* Document
»»

Ha Ha No, I mean I like a horse with uphill conformation, rather then butt high. Uphill is better for both jumping and dressage, generally speaking.

Oh and I doubt the foal would be 17 hands as your mare is fairly small. That said, if it is, and we are all spending time on this forum, I want to see a video of the first time you climb up onto that saddle. ha ha


----------



## EmilyJoy (Dec 30, 2011)

I like State Of The Art myself. I think he looks a little lighter then the rest, and seems balanced all round... I'm not any expert though.


----------



## SnowCowgirl (Jun 3, 2010)

Inga said:


> Ha Ha No, I mean I like a horse with uphill conformation, rather then butt high. Uphill is better for both jumping and dressage, generally speaking.
> 
> Oh and I doubt the foal would be 17 hands as your mare is fairly small. That said, if it is, and we are all spending time on this forum, I want to see a video of the first time you climb up onto that saddle. ha ha


Haha I knowwww! Wallaby pointed out that several of the horses looked like they were standing on a hill. 

And yeah, I seriously doubt it too... but what IF! :shock:


----------



## SnowCowgirl (Jun 3, 2010)

I'm no expert EITHER, but doesn't State of the Art have a better shoulder angle than Glorioso? But Glorioso has a better hindquarter?


----------



## Inga (Sep 11, 2012)

You can easily test that by running the picture on the screen down to the bottom. Are both the front and the back feet on the bottom? It will be off a little just because of angle but a horse on a hill will show up that way.


----------



## stevenson (Sep 12, 2011)

I Like Glorioso and Color Gaurd. the others I dont care for the backs, and legs and knees. The last paint stud , but his neck ties in low. the first two stallions are more correct in confirmation than any of the others.


----------



## SnowCowgirl (Jun 3, 2010)

okay well my list, as it currently stands (still have a lot of thinking to do) goes:

1. Glorioso
2. State of the Art
3. Color Guard/Diamond Stud.. I can't choose 

Color Guard because of his neck... that's one thing thing I would REALLY like to improve on in River. Diamond Stud is #3 only because he, too, is built very solidly... TOTALLY my type of horse, but to achieve something a bit more like that, I need to cross River with something lighter.


----------



## EmilyJoy (Dec 30, 2011)

Heh, you should do a poll...


----------



## QuarterCarolina (Dec 16, 2012)

How about the Sabino Thoroughbred Stallion Panoramic? 

Heres a link to his page, you can view photos of his foals and himself to give you an idea of what he produces.

http://www.truecoloursfarm.com/horsepage.php?id=2

His owner states "With his height, elegance and type, Panoramic will improve heavier built mares and will be a perfect cross on heavier Warmblood and Draft cross mares as well."


----------



## toosexy4myspotz (Oct 7, 2007)

The only one I like out of all those is Diamond Stud. But that is just my personal opinion.


----------



## SnowCowgirl (Jun 3, 2010)

««

* Collected data
»»

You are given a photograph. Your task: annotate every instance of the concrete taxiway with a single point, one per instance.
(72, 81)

««

* Your goal
Rewrite the paragraph of the forum thread on choosing a stallion that begins "Color Guard because of his neck" as a brief list that keeps its main facts.

* Task answer
- Color Guard is on the list because of his neck, which the poster would really like to improve in River.
- Diamond Stud is #3 only because he is also built very solidly.
- He is exactly the poster's type of horse, but achieving something more like that requires crossing River with something lighter.